▶ _Exercise objective_: Look through the lines below; wherever the word "query" appears, copy that line.

(Region pointing data)
Content starts
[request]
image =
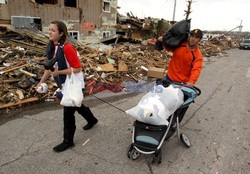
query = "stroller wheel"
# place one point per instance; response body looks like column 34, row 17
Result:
column 157, row 158
column 184, row 139
column 134, row 154
column 130, row 148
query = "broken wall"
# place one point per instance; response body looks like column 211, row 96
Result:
column 88, row 16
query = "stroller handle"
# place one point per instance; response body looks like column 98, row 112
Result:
column 196, row 89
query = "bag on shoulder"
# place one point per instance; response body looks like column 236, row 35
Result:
column 72, row 91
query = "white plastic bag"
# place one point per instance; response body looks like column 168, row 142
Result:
column 155, row 108
column 72, row 91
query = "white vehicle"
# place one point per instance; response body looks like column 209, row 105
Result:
column 245, row 44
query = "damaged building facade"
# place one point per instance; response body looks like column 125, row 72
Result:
column 84, row 18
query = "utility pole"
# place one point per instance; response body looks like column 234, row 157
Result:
column 240, row 27
column 188, row 11
column 174, row 10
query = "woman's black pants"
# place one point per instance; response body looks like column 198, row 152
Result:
column 69, row 120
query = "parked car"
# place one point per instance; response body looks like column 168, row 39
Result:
column 245, row 44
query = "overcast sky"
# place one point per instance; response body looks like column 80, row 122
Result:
column 206, row 14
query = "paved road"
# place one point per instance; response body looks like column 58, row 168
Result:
column 217, row 124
Content ends
▶ _Task result_:
query = "stroller wheel"
query = "broken wall"
query = "stroller handle"
query = "bag on shoulder"
query = "white plastic bag"
query = "white vehicle"
query = "damaged building facade"
query = "utility pole"
query = "woman's black pants"
query = "parked car"
query = "overcast sky"
query = "paved road"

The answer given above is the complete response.